DATA PROVIDED START
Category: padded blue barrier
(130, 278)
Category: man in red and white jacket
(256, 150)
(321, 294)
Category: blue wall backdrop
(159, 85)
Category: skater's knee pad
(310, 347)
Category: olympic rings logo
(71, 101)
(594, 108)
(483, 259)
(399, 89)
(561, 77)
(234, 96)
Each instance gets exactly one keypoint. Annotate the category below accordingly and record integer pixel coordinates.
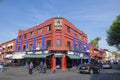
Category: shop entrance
(58, 62)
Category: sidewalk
(21, 73)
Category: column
(63, 62)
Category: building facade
(56, 41)
(7, 51)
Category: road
(108, 74)
(20, 73)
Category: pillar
(53, 65)
(63, 62)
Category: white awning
(18, 56)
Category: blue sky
(94, 17)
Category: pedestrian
(30, 67)
(1, 67)
(41, 67)
(44, 67)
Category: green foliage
(1, 0)
(113, 34)
(94, 42)
(116, 54)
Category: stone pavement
(21, 73)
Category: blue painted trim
(34, 44)
(21, 40)
(16, 49)
(43, 43)
(26, 45)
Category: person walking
(44, 67)
(41, 67)
(30, 67)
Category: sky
(93, 17)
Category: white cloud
(12, 34)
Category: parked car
(107, 65)
(92, 68)
(115, 61)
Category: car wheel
(91, 71)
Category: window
(32, 33)
(58, 42)
(68, 44)
(18, 48)
(24, 48)
(48, 43)
(30, 47)
(39, 45)
(75, 34)
(68, 29)
(49, 28)
(3, 49)
(80, 36)
(39, 31)
(19, 37)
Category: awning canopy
(9, 57)
(58, 55)
(37, 55)
(71, 56)
(18, 56)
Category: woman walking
(30, 67)
(44, 67)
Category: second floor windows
(39, 31)
(49, 28)
(68, 29)
(32, 33)
(58, 42)
(68, 44)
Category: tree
(95, 41)
(116, 54)
(113, 34)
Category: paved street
(108, 74)
(20, 73)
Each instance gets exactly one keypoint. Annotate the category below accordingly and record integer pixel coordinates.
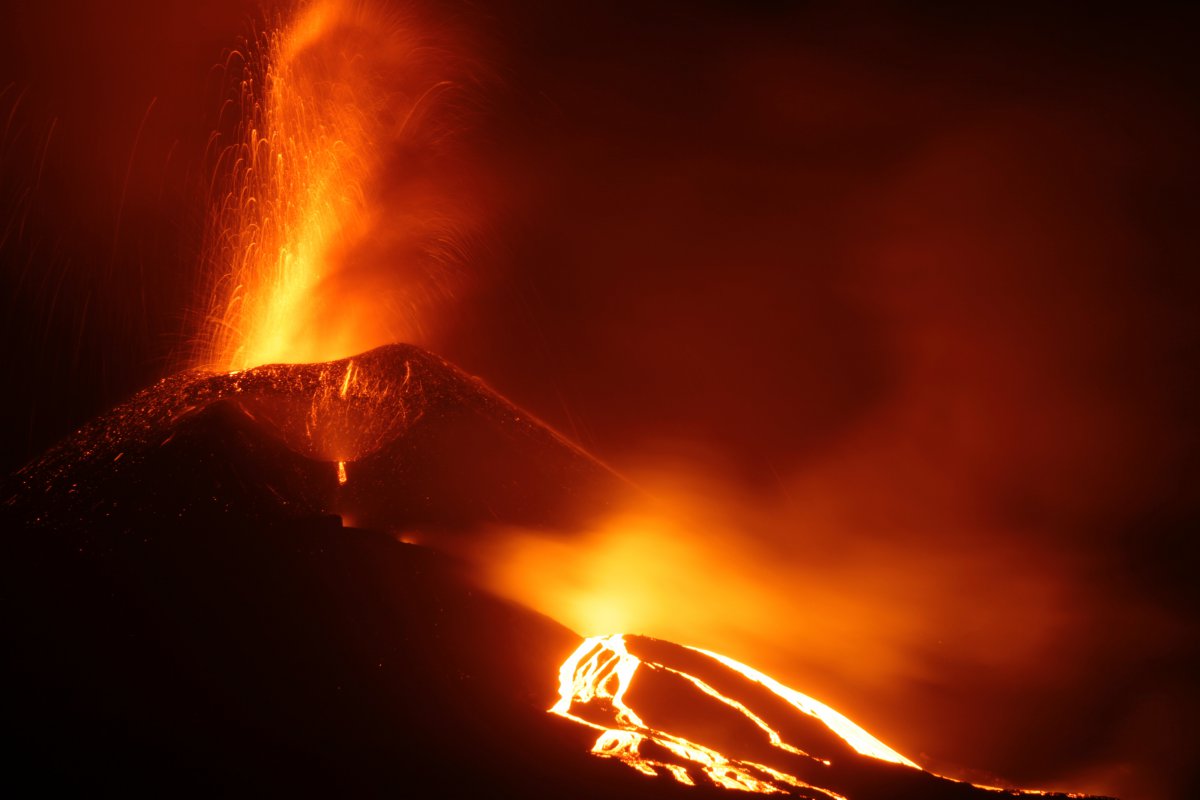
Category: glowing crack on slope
(597, 677)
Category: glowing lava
(702, 717)
(313, 262)
(593, 684)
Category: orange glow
(313, 263)
(592, 684)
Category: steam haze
(891, 311)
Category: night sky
(901, 295)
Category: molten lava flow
(594, 680)
(856, 737)
(328, 234)
(701, 716)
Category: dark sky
(925, 274)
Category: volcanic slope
(186, 612)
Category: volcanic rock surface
(186, 613)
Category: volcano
(210, 589)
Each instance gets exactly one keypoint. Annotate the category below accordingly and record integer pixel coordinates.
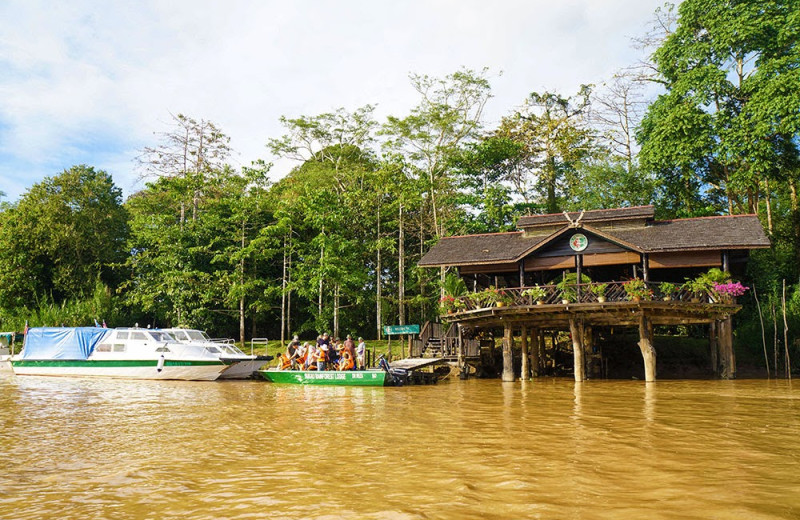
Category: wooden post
(646, 267)
(713, 346)
(525, 372)
(461, 350)
(588, 348)
(727, 356)
(576, 330)
(647, 348)
(534, 354)
(508, 367)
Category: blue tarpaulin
(62, 342)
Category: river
(552, 448)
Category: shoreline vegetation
(334, 245)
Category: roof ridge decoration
(577, 222)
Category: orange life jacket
(346, 363)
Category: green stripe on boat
(108, 363)
(329, 378)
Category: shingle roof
(692, 234)
(491, 248)
(636, 212)
(728, 232)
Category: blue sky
(91, 82)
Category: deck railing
(581, 293)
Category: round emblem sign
(578, 242)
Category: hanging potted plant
(636, 289)
(599, 291)
(535, 294)
(447, 304)
(729, 291)
(568, 287)
(667, 289)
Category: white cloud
(92, 81)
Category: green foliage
(567, 286)
(535, 293)
(64, 233)
(636, 288)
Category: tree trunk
(647, 348)
(241, 298)
(283, 297)
(336, 311)
(768, 200)
(401, 275)
(378, 284)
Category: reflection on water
(93, 448)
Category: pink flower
(731, 288)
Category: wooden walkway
(416, 363)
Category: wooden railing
(580, 293)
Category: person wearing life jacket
(284, 362)
(302, 353)
(346, 361)
(322, 357)
(311, 358)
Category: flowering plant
(637, 288)
(449, 303)
(535, 293)
(493, 295)
(730, 288)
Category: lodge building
(604, 248)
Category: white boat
(124, 352)
(241, 365)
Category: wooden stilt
(713, 346)
(576, 330)
(525, 372)
(647, 348)
(727, 356)
(535, 346)
(508, 367)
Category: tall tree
(188, 151)
(729, 118)
(66, 233)
(449, 114)
(556, 137)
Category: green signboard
(394, 330)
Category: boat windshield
(180, 335)
(196, 335)
(162, 336)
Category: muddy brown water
(101, 448)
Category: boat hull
(186, 370)
(326, 378)
(242, 369)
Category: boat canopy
(62, 342)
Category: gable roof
(616, 214)
(692, 234)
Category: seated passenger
(346, 362)
(284, 362)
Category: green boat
(330, 378)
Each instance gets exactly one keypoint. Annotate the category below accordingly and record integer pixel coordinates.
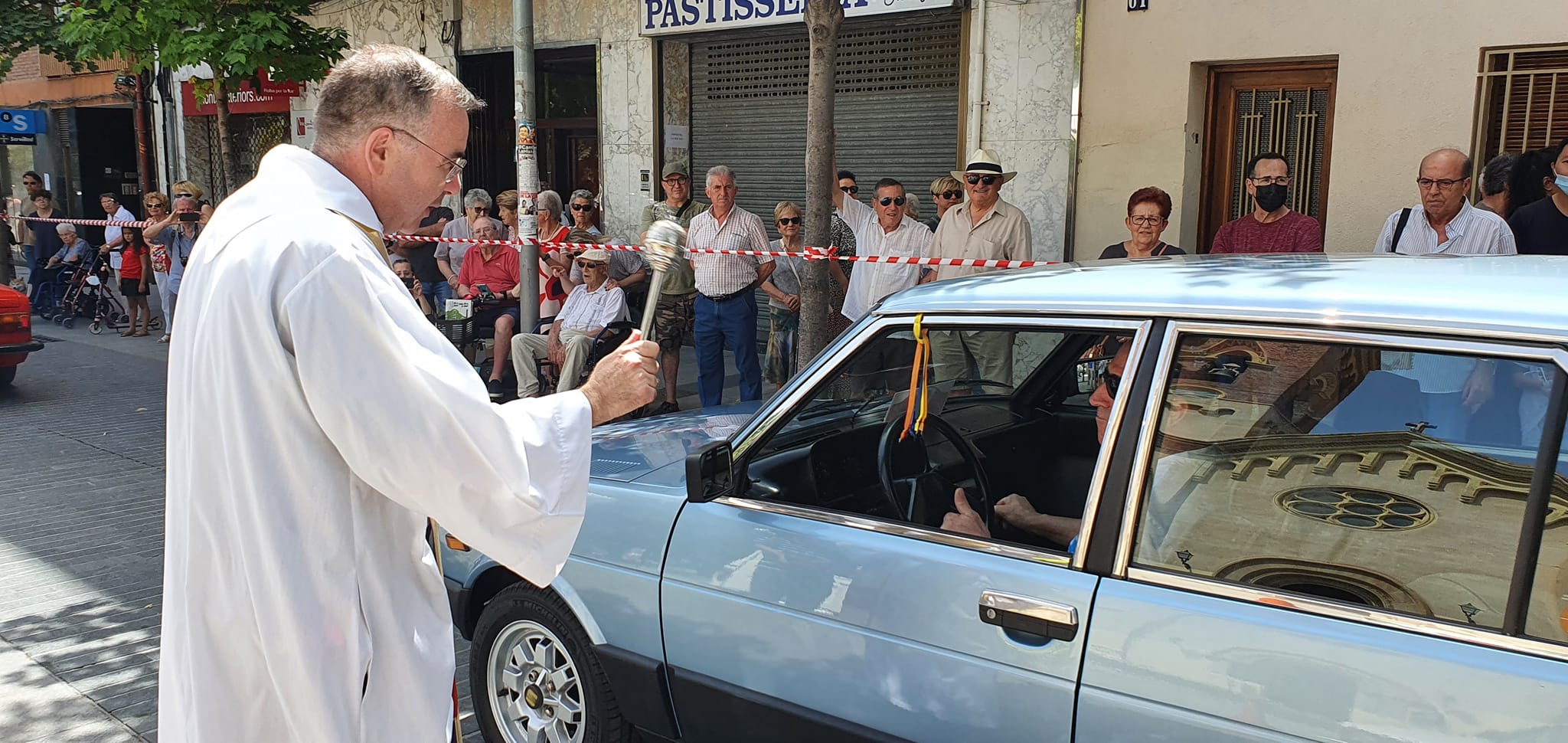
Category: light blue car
(1204, 499)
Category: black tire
(519, 604)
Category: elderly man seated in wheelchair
(490, 278)
(589, 313)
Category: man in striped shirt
(1445, 221)
(727, 305)
(882, 229)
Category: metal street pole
(528, 163)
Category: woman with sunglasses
(477, 205)
(946, 193)
(1148, 215)
(157, 209)
(585, 212)
(782, 287)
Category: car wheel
(535, 676)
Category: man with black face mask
(1272, 226)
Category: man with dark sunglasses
(882, 229)
(847, 185)
(987, 227)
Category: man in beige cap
(589, 311)
(984, 227)
(675, 319)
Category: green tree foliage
(234, 38)
(27, 24)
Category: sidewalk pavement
(37, 707)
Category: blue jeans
(728, 325)
(436, 295)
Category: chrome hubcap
(535, 692)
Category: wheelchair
(603, 345)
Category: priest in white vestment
(315, 419)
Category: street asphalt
(82, 548)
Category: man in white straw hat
(592, 306)
(990, 229)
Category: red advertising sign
(273, 97)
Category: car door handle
(1044, 618)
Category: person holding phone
(178, 232)
(405, 272)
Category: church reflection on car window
(1373, 476)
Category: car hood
(11, 299)
(637, 450)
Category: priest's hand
(623, 381)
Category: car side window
(998, 400)
(1548, 614)
(1373, 476)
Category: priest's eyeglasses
(456, 163)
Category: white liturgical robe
(314, 421)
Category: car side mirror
(710, 472)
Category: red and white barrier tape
(808, 254)
(87, 223)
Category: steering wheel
(929, 488)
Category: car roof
(1518, 295)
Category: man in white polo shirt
(882, 229)
(727, 305)
(586, 313)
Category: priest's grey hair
(383, 85)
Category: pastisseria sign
(689, 16)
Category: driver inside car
(1015, 509)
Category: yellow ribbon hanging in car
(920, 383)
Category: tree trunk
(143, 139)
(824, 19)
(226, 165)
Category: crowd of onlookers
(710, 301)
(134, 260)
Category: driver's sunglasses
(1111, 381)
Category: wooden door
(1286, 109)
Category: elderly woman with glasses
(946, 191)
(1148, 215)
(585, 212)
(554, 262)
(449, 256)
(157, 209)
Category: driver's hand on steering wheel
(1017, 510)
(966, 521)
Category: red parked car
(16, 332)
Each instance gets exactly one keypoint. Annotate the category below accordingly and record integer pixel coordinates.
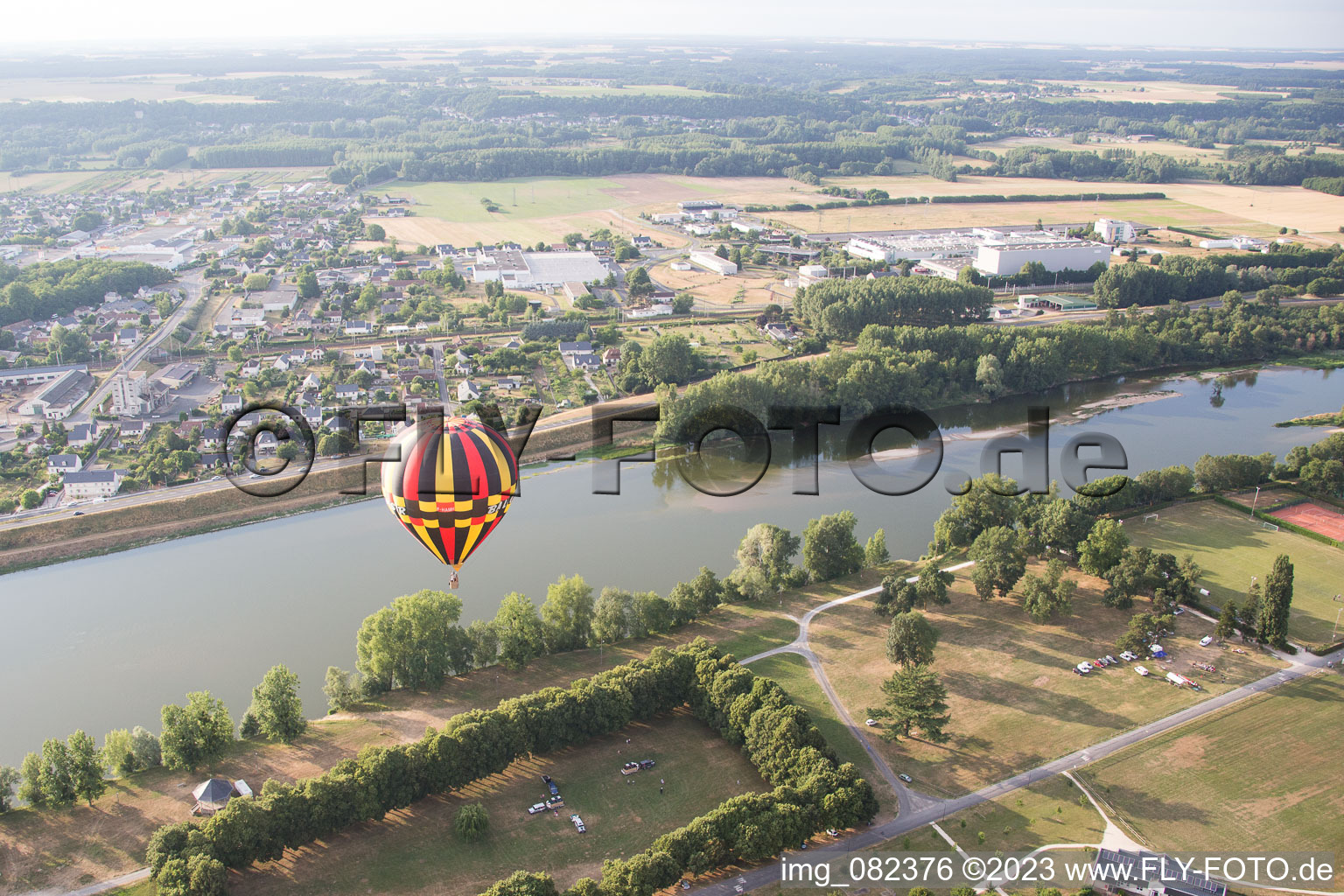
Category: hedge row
(810, 788)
DATA PROVIDED END
> **EXERCISE OBJECTIVE**: Give the data again exactly as written, with no pictures included.

> **RESPONSE BOX**:
Category: padded blue barrier
(130, 278)
Category: man in red and white jacket
(256, 150)
(321, 294)
Category: blue wall backdrop
(159, 85)
Category: skater's knee pad
(310, 347)
Category: olympic rings logo
(71, 101)
(594, 108)
(483, 259)
(399, 89)
(561, 77)
(234, 96)
Each instance gets exactly one keypoint. Annotate the category below accordingly and record integer pixel coordinates.
Category: shop entrance
(58, 62)
Category: sidewalk
(21, 73)
Category: column
(63, 62)
Category: building facade
(56, 41)
(7, 51)
Category: road
(108, 74)
(20, 73)
Category: pillar
(53, 65)
(63, 62)
Category: white awning
(18, 56)
Category: blue sky
(94, 17)
Category: pedestrian
(30, 67)
(1, 67)
(41, 67)
(44, 67)
Category: green foliage
(1, 0)
(113, 34)
(94, 42)
(116, 54)
Category: stone pavement
(21, 73)
Category: blue painted trim
(34, 44)
(21, 40)
(16, 49)
(43, 43)
(26, 45)
Category: person walking
(44, 67)
(41, 67)
(30, 67)
Category: sky
(93, 17)
Category: white cloud
(12, 34)
Category: parked car
(107, 65)
(92, 68)
(115, 61)
Category: car wheel
(91, 71)
Category: window
(32, 33)
(58, 42)
(68, 44)
(18, 48)
(24, 48)
(48, 43)
(30, 47)
(39, 45)
(75, 34)
(68, 29)
(49, 28)
(3, 49)
(80, 36)
(39, 31)
(19, 37)
Category: awning canopy
(9, 57)
(58, 55)
(37, 55)
(71, 56)
(18, 56)
Category: woman walking
(30, 67)
(44, 67)
Category: second floor windows
(39, 31)
(49, 28)
(68, 29)
(32, 33)
(58, 42)
(68, 44)
Category: tree
(95, 41)
(116, 54)
(113, 34)
Category: paved street
(108, 74)
(20, 73)
Each instance gets exactly one keypoint. Annotate the category below accordingly and record integer pixel coordinates.
Category: glowing crack on slope
(597, 677)
Category: glowing lava
(702, 717)
(313, 262)
(593, 684)
Category: orange glow
(313, 263)
(592, 684)
Category: steam haze
(891, 311)
Category: night sky
(901, 295)
Category: molten lava flow
(594, 680)
(856, 737)
(328, 234)
(701, 716)
Category: dark sky
(925, 274)
Category: volcanic slope
(186, 612)
Category: volcanic rock surface
(186, 613)
Category: volcano
(210, 589)
Each instance gets exactly one keypoint. Annotate the category below accordingly and record integer pixel coordinates.
Category: wooden post
(646, 267)
(713, 346)
(525, 372)
(461, 350)
(588, 348)
(727, 356)
(576, 330)
(647, 348)
(534, 354)
(508, 367)
Category: blue tarpaulin
(62, 342)
Category: river
(552, 448)
Category: shoreline vegetation
(334, 245)
Category: roof ridge decoration
(577, 222)
Category: orange life jacket
(346, 363)
Category: green stripe on boat
(108, 363)
(329, 378)
Category: shingle roof
(692, 234)
(491, 248)
(636, 212)
(728, 232)
Category: blue sky
(91, 82)
Category: deck railing
(581, 293)
Category: round emblem sign
(578, 242)
Category: hanging potted plant
(636, 289)
(599, 291)
(535, 294)
(447, 304)
(729, 291)
(568, 287)
(667, 289)
Category: white cloud
(92, 81)
Category: green foliage
(567, 286)
(535, 293)
(64, 233)
(636, 288)
Category: tree trunk
(647, 348)
(241, 298)
(283, 297)
(336, 311)
(768, 200)
(401, 275)
(378, 284)
Category: reflection on water
(93, 448)
Category: pink flower
(731, 288)
Category: wooden walkway
(416, 363)
Category: wooden railing
(580, 293)
Category: person wearing life jacket
(284, 362)
(302, 353)
(346, 361)
(322, 357)
(311, 358)
Category: flowering plant
(637, 288)
(449, 303)
(535, 293)
(493, 295)
(730, 288)
Category: lodge building
(604, 248)
Category: white boat
(124, 352)
(241, 365)
Category: wooden stilt
(713, 346)
(576, 330)
(525, 372)
(647, 348)
(727, 356)
(535, 346)
(508, 367)
Category: tall tree
(188, 151)
(729, 118)
(66, 233)
(449, 114)
(556, 137)
Category: green signboard
(394, 330)
Category: boat windshield
(180, 335)
(196, 335)
(162, 336)
Category: muddy brown water
(101, 448)
Category: boat hull
(186, 370)
(326, 378)
(242, 369)
Category: boat canopy
(62, 342)
Category: gable roof
(616, 214)
(692, 234)
Category: seated passenger
(346, 362)
(284, 362)
Category: green boat
(330, 378)
Each instance gets exactly one keypoint. Annotate the category below accordingly and record integer pixel coordinates.
Category: light blue car
(1204, 499)
Category: black tire
(519, 604)
Category: elderly man seated in wheelchair
(490, 278)
(589, 313)
Category: man in striped shirt
(1445, 221)
(727, 305)
(882, 229)
Category: metal street pole
(528, 163)
Category: woman with sunglasses
(477, 205)
(946, 193)
(1148, 215)
(157, 209)
(585, 212)
(782, 287)
Category: car wheel
(535, 676)
Category: man with black face mask
(1272, 226)
Category: man with dark sunglasses
(882, 229)
(847, 185)
(987, 227)
Category: man in beige cap
(589, 311)
(984, 227)
(675, 319)
Category: green tree foliage
(234, 38)
(27, 24)
Category: sidewalk pavement
(37, 707)
Category: blue jeans
(728, 325)
(436, 295)
Category: chrome hubcap
(535, 692)
Category: wheelchair
(603, 345)
Category: priest in white vestment
(315, 419)
Category: street asphalt
(82, 548)
Category: man in white straw hat
(592, 306)
(990, 229)
Category: red advertising sign
(273, 97)
Category: car door handle
(1044, 618)
Category: person holding phone
(178, 232)
(405, 272)
Category: church reflection on car window
(1373, 476)
Category: car hood
(11, 299)
(637, 450)
Category: priest's hand
(623, 381)
Category: car side window
(998, 400)
(1548, 614)
(1373, 476)
Category: priest's eyeglasses
(456, 163)
Category: white liturgical robe
(314, 421)
Category: car side mirror
(710, 472)
Category: red and white barrier tape
(808, 254)
(87, 223)
Category: steering wheel
(929, 488)
Category: car roof
(1518, 295)
Category: man in white polo shirt
(882, 229)
(727, 305)
(586, 313)
Category: priest's grey hair
(383, 85)
Category: pastisseria sign
(689, 16)
Category: driver inside car
(1015, 509)
Category: yellow ribbon hanging in car
(920, 383)
Category: tree trunk
(143, 139)
(824, 19)
(226, 165)
Category: crowd of onlookers
(710, 301)
(134, 260)
Category: driver's sunglasses
(1111, 381)
Category: wooden door
(1286, 109)
Category: elderly woman with glasses
(946, 191)
(1148, 215)
(585, 212)
(554, 262)
(449, 256)
(157, 209)
Category: driver's hand on steering wheel
(1017, 510)
(966, 521)
Category: red parked car
(16, 332)
Each instance gets exactly one keypoint. Annotate the category below accordingly and record integer pixel coordinates.
Category: hedge row
(810, 788)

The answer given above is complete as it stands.